**TASK DESCRIPTION**
Switch "innermost point" to "most central point" in the rows, starting at the first row and ending at the line containing "x=216 y=329", and write those lines out again with nothing else altered. Leave the pictures out of your answer.

**Coordinate labeling data**

......

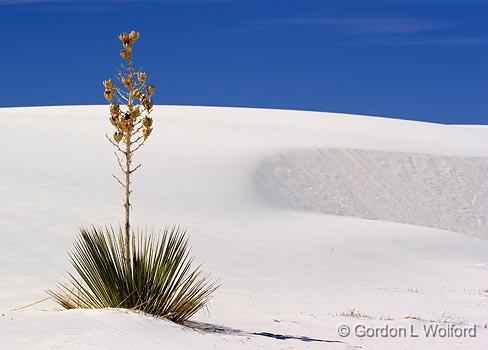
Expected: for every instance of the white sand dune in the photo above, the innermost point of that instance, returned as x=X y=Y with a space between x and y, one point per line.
x=446 y=192
x=287 y=274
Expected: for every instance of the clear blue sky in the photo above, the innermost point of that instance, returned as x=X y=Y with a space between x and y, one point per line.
x=413 y=59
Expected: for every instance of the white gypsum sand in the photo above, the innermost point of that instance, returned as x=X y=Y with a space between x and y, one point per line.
x=289 y=276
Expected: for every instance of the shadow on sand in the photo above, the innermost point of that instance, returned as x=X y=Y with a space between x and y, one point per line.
x=216 y=329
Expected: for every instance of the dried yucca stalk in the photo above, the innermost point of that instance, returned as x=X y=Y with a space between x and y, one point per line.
x=130 y=106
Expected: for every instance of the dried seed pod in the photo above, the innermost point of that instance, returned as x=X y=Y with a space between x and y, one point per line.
x=124 y=37
x=108 y=84
x=136 y=93
x=118 y=136
x=150 y=90
x=114 y=109
x=127 y=45
x=114 y=120
x=127 y=82
x=146 y=133
x=147 y=122
x=125 y=54
x=142 y=77
x=135 y=113
x=147 y=103
x=108 y=94
x=134 y=36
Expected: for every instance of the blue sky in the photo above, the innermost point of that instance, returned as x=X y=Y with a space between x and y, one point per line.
x=413 y=59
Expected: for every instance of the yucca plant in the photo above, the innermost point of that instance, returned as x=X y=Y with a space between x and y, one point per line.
x=159 y=281
x=122 y=268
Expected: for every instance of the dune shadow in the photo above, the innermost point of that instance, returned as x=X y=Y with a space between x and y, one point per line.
x=219 y=329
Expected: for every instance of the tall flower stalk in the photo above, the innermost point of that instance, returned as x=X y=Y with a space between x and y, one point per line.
x=130 y=107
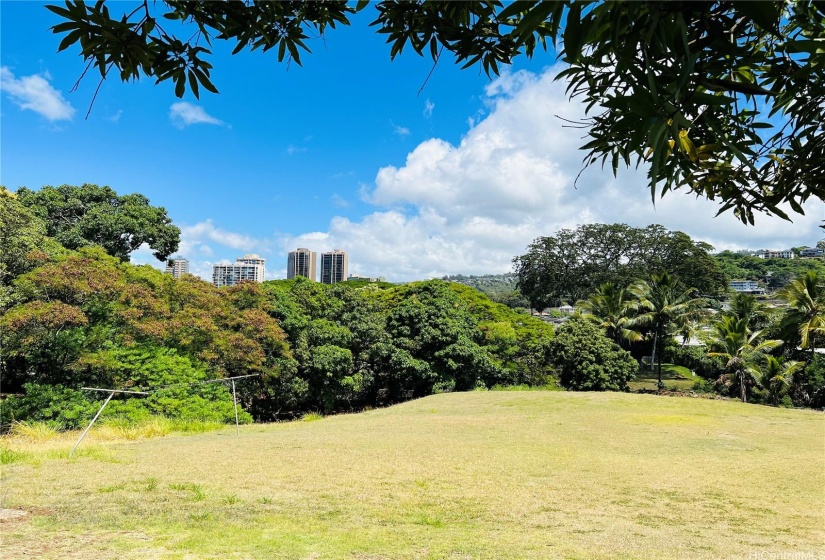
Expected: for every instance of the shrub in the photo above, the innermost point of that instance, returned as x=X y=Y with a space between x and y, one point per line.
x=64 y=407
x=589 y=361
x=695 y=359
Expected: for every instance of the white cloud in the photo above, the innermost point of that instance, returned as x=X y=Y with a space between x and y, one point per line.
x=340 y=201
x=196 y=235
x=183 y=114
x=469 y=208
x=36 y=94
x=203 y=244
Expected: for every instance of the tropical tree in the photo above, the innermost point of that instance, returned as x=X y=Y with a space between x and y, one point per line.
x=612 y=308
x=662 y=301
x=572 y=263
x=92 y=215
x=587 y=360
x=806 y=309
x=743 y=350
x=691 y=88
x=777 y=376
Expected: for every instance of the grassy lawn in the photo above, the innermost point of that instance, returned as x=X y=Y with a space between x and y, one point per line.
x=674 y=377
x=494 y=475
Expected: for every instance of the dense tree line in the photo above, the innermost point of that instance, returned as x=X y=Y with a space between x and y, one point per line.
x=75 y=318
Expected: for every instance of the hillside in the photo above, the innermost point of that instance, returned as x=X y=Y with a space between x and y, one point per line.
x=474 y=475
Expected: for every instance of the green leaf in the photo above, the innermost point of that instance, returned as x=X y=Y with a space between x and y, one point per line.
x=764 y=14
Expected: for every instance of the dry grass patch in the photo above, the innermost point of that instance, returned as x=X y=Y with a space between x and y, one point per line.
x=475 y=475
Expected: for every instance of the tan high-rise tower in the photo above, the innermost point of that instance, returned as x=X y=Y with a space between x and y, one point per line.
x=301 y=262
x=334 y=266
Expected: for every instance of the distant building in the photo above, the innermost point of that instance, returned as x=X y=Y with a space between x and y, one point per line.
x=811 y=252
x=768 y=254
x=177 y=267
x=334 y=266
x=302 y=262
x=357 y=277
x=746 y=287
x=249 y=267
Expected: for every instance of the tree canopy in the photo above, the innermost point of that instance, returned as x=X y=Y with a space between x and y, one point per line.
x=720 y=98
x=91 y=215
x=572 y=264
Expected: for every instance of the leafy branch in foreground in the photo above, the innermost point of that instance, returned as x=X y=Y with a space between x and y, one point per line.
x=722 y=98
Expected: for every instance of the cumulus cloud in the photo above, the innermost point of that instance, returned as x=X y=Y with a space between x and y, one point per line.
x=35 y=93
x=183 y=114
x=469 y=208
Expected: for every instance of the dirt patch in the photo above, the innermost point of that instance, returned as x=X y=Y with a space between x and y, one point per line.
x=12 y=515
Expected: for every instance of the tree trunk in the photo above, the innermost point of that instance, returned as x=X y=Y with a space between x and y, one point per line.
x=742 y=392
x=656 y=339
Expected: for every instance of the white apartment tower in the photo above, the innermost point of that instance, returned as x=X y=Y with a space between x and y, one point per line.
x=334 y=266
x=249 y=267
x=301 y=262
x=177 y=267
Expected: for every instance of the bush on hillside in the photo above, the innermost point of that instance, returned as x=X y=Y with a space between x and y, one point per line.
x=589 y=361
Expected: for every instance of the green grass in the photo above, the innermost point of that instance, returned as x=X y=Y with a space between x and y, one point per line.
x=675 y=378
x=488 y=475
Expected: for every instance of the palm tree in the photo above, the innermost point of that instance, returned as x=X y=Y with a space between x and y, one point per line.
x=745 y=306
x=777 y=376
x=806 y=309
x=611 y=308
x=662 y=301
x=734 y=341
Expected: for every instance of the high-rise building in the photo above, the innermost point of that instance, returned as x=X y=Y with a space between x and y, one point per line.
x=334 y=266
x=248 y=267
x=301 y=262
x=177 y=267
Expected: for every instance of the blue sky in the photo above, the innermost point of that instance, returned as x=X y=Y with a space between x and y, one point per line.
x=343 y=152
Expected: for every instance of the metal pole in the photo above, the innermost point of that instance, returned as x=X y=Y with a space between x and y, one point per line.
x=86 y=431
x=235 y=400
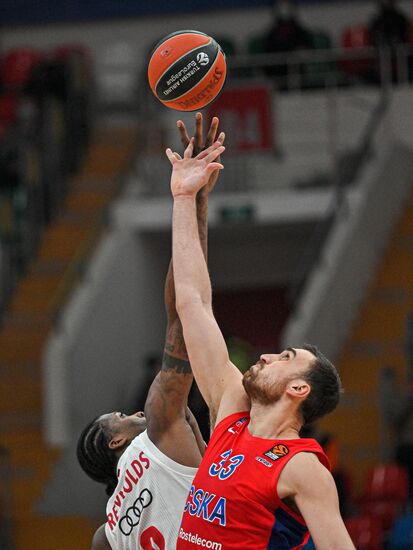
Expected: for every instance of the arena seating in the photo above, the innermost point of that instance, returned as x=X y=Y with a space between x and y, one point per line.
x=366 y=532
x=401 y=535
x=385 y=493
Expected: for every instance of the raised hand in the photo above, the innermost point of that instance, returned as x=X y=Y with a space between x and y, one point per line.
x=190 y=174
x=200 y=145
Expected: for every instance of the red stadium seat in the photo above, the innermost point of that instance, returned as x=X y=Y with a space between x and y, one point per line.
x=365 y=532
x=387 y=482
x=18 y=66
x=383 y=510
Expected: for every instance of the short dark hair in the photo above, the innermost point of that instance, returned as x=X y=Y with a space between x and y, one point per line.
x=325 y=385
x=95 y=457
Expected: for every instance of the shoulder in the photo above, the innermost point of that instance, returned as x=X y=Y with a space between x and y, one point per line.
x=304 y=473
x=100 y=542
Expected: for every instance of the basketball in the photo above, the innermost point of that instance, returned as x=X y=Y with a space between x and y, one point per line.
x=187 y=70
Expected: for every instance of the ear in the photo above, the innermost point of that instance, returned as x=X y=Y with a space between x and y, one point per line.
x=298 y=388
x=118 y=442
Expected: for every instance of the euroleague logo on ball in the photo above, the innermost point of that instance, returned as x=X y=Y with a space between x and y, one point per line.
x=202 y=58
x=187 y=70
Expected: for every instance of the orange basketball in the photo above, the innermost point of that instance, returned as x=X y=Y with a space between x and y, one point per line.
x=187 y=70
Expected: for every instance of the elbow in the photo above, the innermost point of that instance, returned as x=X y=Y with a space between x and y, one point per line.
x=187 y=301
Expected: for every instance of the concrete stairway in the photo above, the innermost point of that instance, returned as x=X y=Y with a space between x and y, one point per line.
x=376 y=340
x=65 y=247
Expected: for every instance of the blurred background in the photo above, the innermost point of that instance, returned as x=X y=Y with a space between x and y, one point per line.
x=311 y=235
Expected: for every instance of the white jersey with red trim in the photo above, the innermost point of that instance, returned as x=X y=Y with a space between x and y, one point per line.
x=146 y=508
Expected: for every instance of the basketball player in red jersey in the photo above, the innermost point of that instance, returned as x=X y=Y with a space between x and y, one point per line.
x=147 y=461
x=259 y=485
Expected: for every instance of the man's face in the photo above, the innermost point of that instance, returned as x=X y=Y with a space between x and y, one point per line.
x=129 y=426
x=267 y=380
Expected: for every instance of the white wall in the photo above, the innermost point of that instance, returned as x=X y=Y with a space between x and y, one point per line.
x=335 y=288
x=141 y=33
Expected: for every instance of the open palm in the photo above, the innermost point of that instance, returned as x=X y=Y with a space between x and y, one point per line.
x=189 y=174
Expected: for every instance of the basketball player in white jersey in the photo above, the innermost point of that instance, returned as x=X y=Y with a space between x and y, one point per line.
x=148 y=460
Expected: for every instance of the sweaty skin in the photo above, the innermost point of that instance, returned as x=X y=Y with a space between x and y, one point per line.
x=170 y=424
x=304 y=481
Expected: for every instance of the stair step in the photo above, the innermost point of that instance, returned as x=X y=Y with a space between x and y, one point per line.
x=20 y=422
x=11 y=371
x=21 y=395
x=88 y=201
x=54 y=533
x=64 y=242
x=21 y=346
x=380 y=322
x=26 y=437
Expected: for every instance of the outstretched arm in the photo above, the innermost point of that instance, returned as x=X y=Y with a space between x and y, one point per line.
x=170 y=424
x=218 y=379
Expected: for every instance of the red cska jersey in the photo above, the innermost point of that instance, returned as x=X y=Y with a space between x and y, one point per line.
x=233 y=502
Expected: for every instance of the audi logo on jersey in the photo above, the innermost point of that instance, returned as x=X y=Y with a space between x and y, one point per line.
x=133 y=514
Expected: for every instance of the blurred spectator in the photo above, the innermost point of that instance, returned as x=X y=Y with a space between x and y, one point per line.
x=390 y=26
x=341 y=478
x=286 y=34
x=150 y=368
x=403 y=424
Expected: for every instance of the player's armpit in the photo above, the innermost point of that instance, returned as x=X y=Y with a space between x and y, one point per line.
x=312 y=487
x=215 y=374
x=100 y=542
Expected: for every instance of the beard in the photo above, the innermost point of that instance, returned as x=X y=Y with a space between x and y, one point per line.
x=258 y=389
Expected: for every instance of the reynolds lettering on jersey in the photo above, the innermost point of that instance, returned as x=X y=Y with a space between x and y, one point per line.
x=278 y=451
x=207 y=506
x=134 y=473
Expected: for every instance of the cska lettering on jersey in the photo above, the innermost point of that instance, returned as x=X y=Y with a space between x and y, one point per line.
x=206 y=506
x=134 y=472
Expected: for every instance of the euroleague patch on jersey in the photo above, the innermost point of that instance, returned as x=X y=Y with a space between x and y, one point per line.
x=278 y=451
x=235 y=428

......

**FULL ANSWER**
Expected: for every instance of the white sand dune in the photo above, the most central point of that instance, returned as x=X y=Y with a space between x and y, one point per line.
x=446 y=192
x=287 y=274
Expected: for every instance of the clear blue sky in the photo above, the most central point of that instance, returned as x=X y=Y with a space between x and y, one point per line.
x=413 y=59
Expected: for every instance of the white gypsum sand in the photo above, the most central point of that instance, returned as x=X y=Y with a space between x and y, one point per line.
x=289 y=276
Expected: for every instance of the shadow on sand in the photo above, the most central point of that instance, returned as x=X y=Y with a space between x and y, one point per line.
x=216 y=329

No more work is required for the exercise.